Copy out all the records below, replacing "thickest part" with "widest part" everywhere and changing nothing else. Leave the pictures out of your answer.

....

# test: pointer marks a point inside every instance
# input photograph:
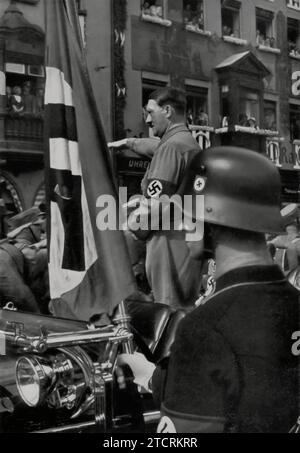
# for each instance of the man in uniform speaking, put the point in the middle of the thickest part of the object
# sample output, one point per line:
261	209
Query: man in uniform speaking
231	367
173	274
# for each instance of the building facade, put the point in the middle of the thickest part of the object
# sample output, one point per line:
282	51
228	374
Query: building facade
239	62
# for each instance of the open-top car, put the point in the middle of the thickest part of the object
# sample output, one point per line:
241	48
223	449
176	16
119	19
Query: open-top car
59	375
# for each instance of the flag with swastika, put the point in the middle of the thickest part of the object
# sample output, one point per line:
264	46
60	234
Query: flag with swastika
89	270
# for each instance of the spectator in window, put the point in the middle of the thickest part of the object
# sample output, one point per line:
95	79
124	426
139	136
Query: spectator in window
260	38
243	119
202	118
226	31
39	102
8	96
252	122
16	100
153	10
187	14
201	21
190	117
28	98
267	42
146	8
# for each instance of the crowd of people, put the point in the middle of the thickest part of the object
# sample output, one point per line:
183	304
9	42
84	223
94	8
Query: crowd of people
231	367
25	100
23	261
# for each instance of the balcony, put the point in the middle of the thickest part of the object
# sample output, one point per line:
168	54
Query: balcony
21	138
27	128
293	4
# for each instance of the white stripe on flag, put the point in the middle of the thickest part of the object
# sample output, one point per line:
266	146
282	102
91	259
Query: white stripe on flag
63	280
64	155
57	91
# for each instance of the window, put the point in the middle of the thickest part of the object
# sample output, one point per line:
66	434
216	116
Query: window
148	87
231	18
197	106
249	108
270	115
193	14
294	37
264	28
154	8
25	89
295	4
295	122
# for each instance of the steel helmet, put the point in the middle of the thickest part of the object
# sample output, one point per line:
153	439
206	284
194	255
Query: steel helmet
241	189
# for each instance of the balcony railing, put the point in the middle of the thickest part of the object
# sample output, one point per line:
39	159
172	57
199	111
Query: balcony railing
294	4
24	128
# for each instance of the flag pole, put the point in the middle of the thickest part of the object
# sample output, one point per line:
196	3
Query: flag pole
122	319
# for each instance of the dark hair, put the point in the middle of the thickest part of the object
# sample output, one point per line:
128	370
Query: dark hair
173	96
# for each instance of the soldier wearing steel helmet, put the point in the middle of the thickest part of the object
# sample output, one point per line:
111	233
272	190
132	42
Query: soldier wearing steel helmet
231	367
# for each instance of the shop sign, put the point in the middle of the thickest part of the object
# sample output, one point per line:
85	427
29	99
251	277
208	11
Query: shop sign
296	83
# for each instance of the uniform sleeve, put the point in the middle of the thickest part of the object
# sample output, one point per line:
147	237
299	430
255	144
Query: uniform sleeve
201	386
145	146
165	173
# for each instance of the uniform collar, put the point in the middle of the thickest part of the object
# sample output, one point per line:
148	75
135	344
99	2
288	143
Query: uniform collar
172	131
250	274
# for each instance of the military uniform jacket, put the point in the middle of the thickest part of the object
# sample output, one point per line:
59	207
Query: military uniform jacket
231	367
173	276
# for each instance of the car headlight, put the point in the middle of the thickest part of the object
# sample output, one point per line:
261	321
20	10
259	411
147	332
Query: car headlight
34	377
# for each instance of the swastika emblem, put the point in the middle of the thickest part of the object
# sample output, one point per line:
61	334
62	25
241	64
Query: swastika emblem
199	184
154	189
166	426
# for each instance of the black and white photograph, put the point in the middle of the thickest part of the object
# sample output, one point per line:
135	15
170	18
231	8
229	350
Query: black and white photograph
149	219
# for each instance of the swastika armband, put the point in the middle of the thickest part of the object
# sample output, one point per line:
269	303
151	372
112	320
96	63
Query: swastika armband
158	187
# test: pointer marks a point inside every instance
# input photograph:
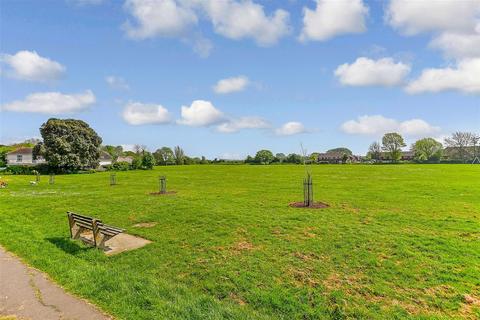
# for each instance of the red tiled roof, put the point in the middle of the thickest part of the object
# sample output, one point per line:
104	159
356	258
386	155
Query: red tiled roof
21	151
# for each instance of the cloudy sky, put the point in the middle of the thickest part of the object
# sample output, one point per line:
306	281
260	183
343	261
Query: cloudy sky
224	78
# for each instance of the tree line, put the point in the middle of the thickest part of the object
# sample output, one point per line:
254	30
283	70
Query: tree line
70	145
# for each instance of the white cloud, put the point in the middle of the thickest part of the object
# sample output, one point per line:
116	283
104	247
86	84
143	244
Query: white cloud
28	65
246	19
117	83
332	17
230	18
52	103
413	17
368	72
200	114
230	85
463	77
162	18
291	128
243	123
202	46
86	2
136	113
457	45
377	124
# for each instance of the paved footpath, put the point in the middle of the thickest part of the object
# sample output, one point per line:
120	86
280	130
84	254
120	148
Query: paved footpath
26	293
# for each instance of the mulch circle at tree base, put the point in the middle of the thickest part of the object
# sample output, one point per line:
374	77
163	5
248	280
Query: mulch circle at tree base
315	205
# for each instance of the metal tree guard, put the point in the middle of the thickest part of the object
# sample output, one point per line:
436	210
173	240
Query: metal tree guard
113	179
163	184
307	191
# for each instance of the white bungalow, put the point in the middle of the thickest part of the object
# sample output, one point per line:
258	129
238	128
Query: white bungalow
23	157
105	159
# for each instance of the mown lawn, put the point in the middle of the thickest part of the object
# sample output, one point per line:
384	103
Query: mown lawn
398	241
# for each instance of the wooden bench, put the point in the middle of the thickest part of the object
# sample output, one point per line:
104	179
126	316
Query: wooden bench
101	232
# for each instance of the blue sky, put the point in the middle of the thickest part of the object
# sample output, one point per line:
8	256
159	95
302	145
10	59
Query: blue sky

....

▶ **Solution for this task**:
# test: pointer marks a point inside every instance
# input photograph:
# for each instance of the man in uniform speaking, put the point in the middle of the widest part of the object
# sample output, one point per line:
261	209
Query: man in uniform speaking
231	367
173	274
# for each instance of the building facade, put the point in the middle of the widest part of the object
# sample output, one point per line:
282	51
228	374
Query: building facade
239	62
# for each instance of the open-top car, put the point in the middle of the widest part of the object
# sample output, one point per line:
241	48
223	449
176	16
119	19
Query: open-top car
59	375
# for each instance of the flag with swastika, put the point in the middle of the widest part of the object
# sample output, one point per line:
264	46
60	234
Query: flag with swastika
89	270
# for each instance of the spectator in window, put the point in the middle of the widest part of the object
# sample output, one point per line:
95	79
124	426
139	136
Query: spectator in window
260	38
243	119
202	118
226	31
39	102
8	96
252	122
16	100
153	10
187	14
201	21
190	117
28	98
267	42
146	8
# for each instance of the crowd of people, put the point in the middle of the widest part of the object
# sample output, one point per line:
183	304
9	42
84	223
94	8
Query: crowd of people
231	367
25	100
23	261
# for each instance of the balcony, put the point in the middle of the widest part of the object
# sample output, one point per line:
168	54
Query: balcony
21	138
27	128
293	4
# for each instance of the white stripe on flag, put the point in the middle of the widest part of the object
# sample output, one point per line:
266	146
282	102
91	259
Query: white stripe on flag
63	280
64	155
57	91
# for each instance of the window, put the point in the middle of the widest part of the object
# sample output, one point per line:
66	434
216	116
Query: window
148	87
231	18
197	106
249	108
270	115
193	14
294	37
264	28
154	8
25	89
295	4
295	122
# for each instance of the steel helmet, put the point in the middle of the widest part of the object
# sample output, one point per line:
153	439
206	284
194	255
Query: steel helmet
241	189
# for each instance of the balcony railing, put the point in the middle of the widest part of the object
# sample output, one point per line:
39	159
172	57
199	111
Query: balcony railing
294	4
24	128
# for each instance of the flag pole, put the point in the middle of the widest part of the object
# sample output, one point per line:
196	3
Query: flag pole
122	319
# for each instance of the dark hair, put the point in the middle of the widest part of the object
# sample output, one point per line:
128	370
Query: dark hair
173	96
# for each instance of the soldier wearing steel helmet, put the point in the middle of the widest part of the object
# sample output, one point per line:
111	233
272	190
132	42
Query: soldier wearing steel helmet
231	367
# for each instance of the shop sign, put the point in the middle of the widest part of the object
# sample output, one point per line:
85	427
29	99
251	277
208	11
Query: shop sign
296	83
# for each instance of the uniform sleeve, put the point in the middle of the widest part of the object
# sample output, one point per line:
147	237
299	430
255	144
Query: uniform sleeve
201	386
145	146
165	173
# for each instance of the uniform collar, put the point in the middle of the widest part of the object
# sample output, one point per line:
148	75
135	344
99	2
288	143
Query: uniform collar
172	131
250	274
# for each instance of the military uniform jacket, put the point in the middle of the widest part of the object
# sample output, one point per line:
59	207
Query: military uniform jacket
231	367
173	276
# for each instance of the car headlight, put the point in the middle of the widest part of the object
# sample output, one point per line:
261	321
20	10
259	411
147	332
Query: car headlight
34	377
# for each instance of the swastika emblem, put the point in the middle of the widest part of the object
# sample output, one point per line:
61	334
62	25
241	64
Query: swastika emblem
199	184
154	189
166	426
# for each instance of the black and white photograph, put the point in the middle of the widest part of the object
# sample output, one point per line:
135	15
170	18
231	8
229	350
Query: black and white photograph
149	219
# for each instance of the swastika armband, put the point in the middle of the widest part of the object
# sample output, one point per line:
269	303
151	372
112	320
96	63
Query: swastika armband
158	187
# test: pointer marks a point inside every instance
# input photograph:
# for each instance of the red tiled roof, put the point in the middle of the widest part of the object
# sample output, one point per line:
104	159
356	258
386	155
Query: red tiled roof
21	151
# for each instance of the cloudy sky, put the point in the middle of the widest part of the object
# sample output, one point per line:
306	281
260	183
343	261
Query: cloudy sky
224	78
# for each instance of the tree line, put the point in the middle of the widest part of the object
# sample output, one point per line:
254	30
283	70
Query: tree line
70	145
# for each instance of the white cloud, put the point in the middle of the widest part of the object
# sample output, one point per line:
116	283
104	247
86	84
143	244
Query: white cloud
28	65
246	19
117	83
332	17
230	18
52	103
413	17
368	72
200	114
230	85
463	77
162	18
291	128
243	123
202	46
86	2
136	113
457	45
377	124
# for each instance of the paved footpath, put the point in the middle of the widest part of the object
# sample output, one point per line:
120	86
280	130
84	254
120	148
Query: paved footpath
26	293
# for each instance of the mulch circle at tree base, put the point in the middle of the widest part of the object
# sample output, one point per line:
374	77
163	5
248	280
Query: mulch circle at tree base
315	205
# for each instance of the metal tree guard, put the point in the middle of the widest part of the object
# sample output, one point per line:
436	210
173	240
Query: metal tree guard
113	179
163	184
307	191
# for each instance of the white bungalow, put the point in the middle of the widest part of the object
# sample output, one point per line:
258	129
238	128
Query: white bungalow
23	157
105	159
# for each instance of the mown lawn, put the point in the middle of the widest part of the object
# sample output, one point per line:
384	103
Query: mown lawn
398	241
# for each instance of the wooden bench, put the point in the middle of the widest part of the object
# sample output, one point per line:
104	179
126	316
Query: wooden bench
101	232
# for each instance of the blue sky, put the point in the middle of the widest part of the object
# sample output, one point per line:
8	256
159	95
302	145
10	59
Query: blue sky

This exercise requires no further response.